* _Action item_: Using the listing that follows, return every line with the word "apartment".

─── Supplied entries ───

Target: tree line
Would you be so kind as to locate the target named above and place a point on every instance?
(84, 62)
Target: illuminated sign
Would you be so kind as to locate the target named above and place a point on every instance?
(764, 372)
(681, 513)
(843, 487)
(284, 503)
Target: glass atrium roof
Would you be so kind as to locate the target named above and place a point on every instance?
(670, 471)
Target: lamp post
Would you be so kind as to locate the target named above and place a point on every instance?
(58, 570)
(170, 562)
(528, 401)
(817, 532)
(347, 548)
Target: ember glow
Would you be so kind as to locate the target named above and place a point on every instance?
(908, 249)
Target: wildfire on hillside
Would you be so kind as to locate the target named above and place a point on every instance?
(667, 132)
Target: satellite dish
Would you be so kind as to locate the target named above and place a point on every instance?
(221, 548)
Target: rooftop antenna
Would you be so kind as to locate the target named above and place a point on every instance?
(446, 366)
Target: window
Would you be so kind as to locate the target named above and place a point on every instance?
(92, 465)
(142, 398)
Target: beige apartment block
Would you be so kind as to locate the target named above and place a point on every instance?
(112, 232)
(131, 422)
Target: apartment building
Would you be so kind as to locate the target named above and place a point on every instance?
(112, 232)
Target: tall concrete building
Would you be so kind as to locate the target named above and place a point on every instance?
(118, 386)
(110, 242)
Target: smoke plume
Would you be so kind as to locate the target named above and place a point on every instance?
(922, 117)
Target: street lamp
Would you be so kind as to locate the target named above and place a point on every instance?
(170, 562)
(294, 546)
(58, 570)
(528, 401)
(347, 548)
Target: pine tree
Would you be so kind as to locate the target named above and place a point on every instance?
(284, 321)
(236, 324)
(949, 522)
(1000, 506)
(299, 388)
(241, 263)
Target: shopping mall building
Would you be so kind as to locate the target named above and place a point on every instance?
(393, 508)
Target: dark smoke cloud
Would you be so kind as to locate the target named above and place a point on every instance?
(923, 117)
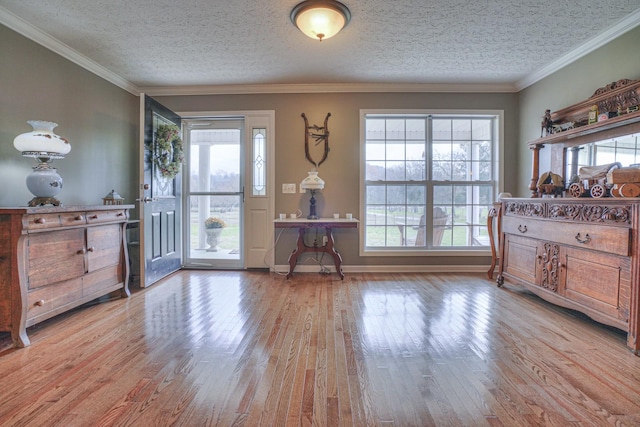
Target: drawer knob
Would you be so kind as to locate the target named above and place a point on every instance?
(583, 240)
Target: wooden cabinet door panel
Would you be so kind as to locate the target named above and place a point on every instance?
(101, 281)
(55, 256)
(598, 281)
(43, 302)
(104, 246)
(520, 259)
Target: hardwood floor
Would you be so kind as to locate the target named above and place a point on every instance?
(207, 348)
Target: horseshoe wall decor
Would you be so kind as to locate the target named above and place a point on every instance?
(319, 135)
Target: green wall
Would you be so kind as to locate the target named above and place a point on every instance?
(342, 167)
(101, 122)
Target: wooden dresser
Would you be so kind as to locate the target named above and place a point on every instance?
(53, 259)
(578, 253)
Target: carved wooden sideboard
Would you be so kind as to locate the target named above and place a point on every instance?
(55, 259)
(621, 97)
(578, 253)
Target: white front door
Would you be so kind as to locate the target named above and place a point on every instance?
(229, 199)
(259, 190)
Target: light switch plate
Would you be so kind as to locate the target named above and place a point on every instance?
(288, 188)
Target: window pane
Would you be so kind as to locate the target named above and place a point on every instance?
(481, 129)
(482, 150)
(415, 171)
(442, 171)
(461, 129)
(460, 171)
(375, 194)
(395, 151)
(419, 155)
(395, 171)
(416, 195)
(375, 171)
(396, 195)
(375, 151)
(442, 195)
(375, 129)
(416, 129)
(395, 129)
(441, 129)
(259, 166)
(375, 215)
(375, 236)
(484, 171)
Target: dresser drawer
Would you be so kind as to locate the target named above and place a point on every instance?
(96, 217)
(49, 300)
(614, 240)
(41, 221)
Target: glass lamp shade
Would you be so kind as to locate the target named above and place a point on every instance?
(320, 19)
(312, 182)
(42, 144)
(42, 141)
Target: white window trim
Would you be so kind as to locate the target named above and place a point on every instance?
(453, 252)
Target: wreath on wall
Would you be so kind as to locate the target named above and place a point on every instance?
(168, 154)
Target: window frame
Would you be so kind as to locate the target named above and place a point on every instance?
(498, 180)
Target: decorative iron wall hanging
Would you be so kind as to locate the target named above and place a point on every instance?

───

* _Exercise result_:
Target: beige apartment block
Target: apartment building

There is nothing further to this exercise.